[Records of labeled boxes]
[START]
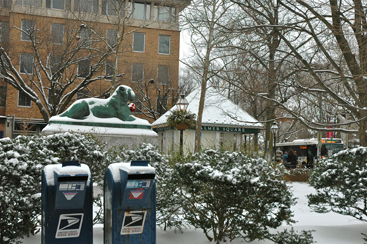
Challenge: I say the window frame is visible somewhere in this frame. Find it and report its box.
[46,0,68,10]
[19,53,34,75]
[157,64,170,85]
[76,89,90,100]
[48,55,62,74]
[16,0,42,7]
[156,95,168,115]
[74,0,99,14]
[131,63,144,83]
[154,5,177,23]
[132,1,151,20]
[106,29,117,50]
[18,90,32,108]
[158,35,171,55]
[77,58,91,79]
[105,60,115,80]
[79,27,93,48]
[132,32,145,53]
[0,21,10,43]
[0,86,8,107]
[50,23,65,45]
[133,93,143,114]
[20,19,36,42]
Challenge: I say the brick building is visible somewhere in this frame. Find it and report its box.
[0,0,189,138]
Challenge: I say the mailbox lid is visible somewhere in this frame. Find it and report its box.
[55,175,88,209]
[122,174,155,206]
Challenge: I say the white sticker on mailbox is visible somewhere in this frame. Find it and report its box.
[55,213,84,238]
[120,211,147,235]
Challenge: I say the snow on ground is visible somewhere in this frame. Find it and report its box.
[23,183,367,244]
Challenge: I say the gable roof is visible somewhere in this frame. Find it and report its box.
[152,88,264,129]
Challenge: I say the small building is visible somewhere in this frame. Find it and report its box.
[152,88,263,153]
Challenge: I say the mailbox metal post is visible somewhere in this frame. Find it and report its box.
[41,161,93,244]
[104,161,156,244]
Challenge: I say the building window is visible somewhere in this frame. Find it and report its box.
[131,63,144,82]
[106,30,117,49]
[157,96,168,115]
[133,2,150,20]
[233,134,237,151]
[158,65,169,85]
[105,60,115,80]
[18,91,32,107]
[0,86,7,107]
[102,0,125,16]
[154,5,176,22]
[78,59,90,78]
[134,93,143,113]
[49,55,62,74]
[21,19,35,41]
[51,24,64,44]
[0,22,9,43]
[74,0,98,14]
[19,53,34,74]
[0,0,12,8]
[133,32,145,52]
[76,89,90,100]
[79,27,92,48]
[219,132,224,148]
[16,0,42,7]
[48,88,61,104]
[46,0,65,9]
[158,35,171,54]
[END]
Convert the lines from the one containing "Challenge: I say the snow" through the one containing "[104,161,156,244]" into a Markdown table with the columns Row and Text. Give each line a row number and skip any blank lines.

| Row | Text |
|---|---|
| 1 | Challenge: I say the snow on ground is visible somewhere in this frame. Find it and report its box. |
| 2 | [23,183,367,244] |
| 3 | Challenge: I say the gable roof is visible somewhere in this frame. Find it and report its box. |
| 4 | [152,88,264,129] |
| 5 | Challenge: I say the small building is visible somewhere in this frame. Find it and report its box. |
| 6 | [152,88,263,153] |
| 7 | Challenge: I say the mailbox metal post is visible somewhere in this frame. Find it and report its box. |
| 8 | [41,161,93,244] |
| 9 | [104,161,156,244] |